* EXERCISE AIM
I would like the listing below retyped exactly, line by line.

>>

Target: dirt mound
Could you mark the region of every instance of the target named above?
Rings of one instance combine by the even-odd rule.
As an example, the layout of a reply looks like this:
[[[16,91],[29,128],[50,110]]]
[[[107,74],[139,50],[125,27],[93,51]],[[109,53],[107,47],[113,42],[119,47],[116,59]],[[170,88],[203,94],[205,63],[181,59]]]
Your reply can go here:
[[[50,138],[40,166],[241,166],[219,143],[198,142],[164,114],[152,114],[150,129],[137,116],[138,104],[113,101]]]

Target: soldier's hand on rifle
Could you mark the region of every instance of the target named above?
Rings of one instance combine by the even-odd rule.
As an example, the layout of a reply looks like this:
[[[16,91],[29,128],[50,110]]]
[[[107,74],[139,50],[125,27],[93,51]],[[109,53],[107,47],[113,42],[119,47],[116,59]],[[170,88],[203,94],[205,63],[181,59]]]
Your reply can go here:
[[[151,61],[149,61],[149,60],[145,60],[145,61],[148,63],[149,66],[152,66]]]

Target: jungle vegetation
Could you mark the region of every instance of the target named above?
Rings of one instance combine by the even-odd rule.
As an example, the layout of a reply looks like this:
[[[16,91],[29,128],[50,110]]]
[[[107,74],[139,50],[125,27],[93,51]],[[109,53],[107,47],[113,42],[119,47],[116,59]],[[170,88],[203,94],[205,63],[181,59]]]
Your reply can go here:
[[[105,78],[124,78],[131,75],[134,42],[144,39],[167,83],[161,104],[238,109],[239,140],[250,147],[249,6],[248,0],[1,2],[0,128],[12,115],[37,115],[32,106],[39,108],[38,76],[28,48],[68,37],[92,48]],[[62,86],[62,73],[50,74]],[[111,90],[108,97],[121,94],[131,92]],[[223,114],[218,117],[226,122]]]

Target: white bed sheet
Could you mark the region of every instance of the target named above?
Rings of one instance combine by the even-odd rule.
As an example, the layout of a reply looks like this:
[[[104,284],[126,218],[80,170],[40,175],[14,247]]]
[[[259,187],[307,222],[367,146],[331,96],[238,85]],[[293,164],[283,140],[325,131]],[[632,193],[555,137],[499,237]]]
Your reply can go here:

<<

* SOLUTION
Target: dirt mound
Could you mark the region of every instance of the target named above?
Rings of one instance combine by the even-odd rule.
As an example, the layout of a reply looks like this:
[[[16,91],[29,128],[50,110]]]
[[[107,74],[139,50],[125,27],[93,51]],[[109,53],[107,47],[113,42],[119,47],[116,59]],[[170,88],[203,94],[205,63],[181,59]]]
Your reply can go here:
[[[50,138],[40,166],[241,166],[219,143],[198,142],[164,114],[152,114],[150,129],[137,116],[138,104],[113,101]]]

Target: soldier's hand on rifle
Could you mark the region of every instance of the target named above?
Rings of one instance combine by the even-odd rule.
As an example, the layout of a reply looks like this:
[[[16,91],[29,128],[50,110]]]
[[[107,74],[139,50],[125,27],[93,51]],[[109,53],[107,47],[113,42],[119,47],[116,59]],[[170,88],[203,94],[205,63],[181,59]]]
Your reply can go here:
[[[151,61],[149,61],[149,60],[145,60],[145,61],[148,63],[149,66],[152,66]]]

Target: jungle vegetation
Could you mark the region of every instance of the target named above?
Rings of one instance combine by the even-odd rule.
As an example, the layout of a reply looks like this:
[[[16,91],[29,128],[50,110]]]
[[[107,74],[139,50],[125,27],[93,51]],[[109,53],[107,47],[113,42],[119,47],[116,59]],[[170,88],[203,94],[205,63],[181,59]]]
Your reply can go here:
[[[105,78],[124,78],[131,75],[134,42],[144,39],[167,83],[161,104],[238,109],[239,140],[250,147],[249,6],[248,0],[1,2],[0,128],[12,115],[37,115],[32,106],[39,108],[38,76],[28,48],[68,37],[92,48]],[[62,86],[62,73],[50,74]],[[111,90],[108,97],[121,94],[131,92]],[[223,114],[218,117],[226,122]]]

Target: white bed sheet
Could you mark the region of every instance of the target named above?
Rings of one instance combine by the even-odd rule.
As an example, the layout of a reply looks like this:
[[[104,284],[126,218],[80,170],[40,175],[14,247]]]
[[[259,187],[307,222],[367,146],[331,96],[238,85]],[[293,164],[283,140],[325,131]],[[632,193],[555,137],[499,237]]]
Your reply can go here:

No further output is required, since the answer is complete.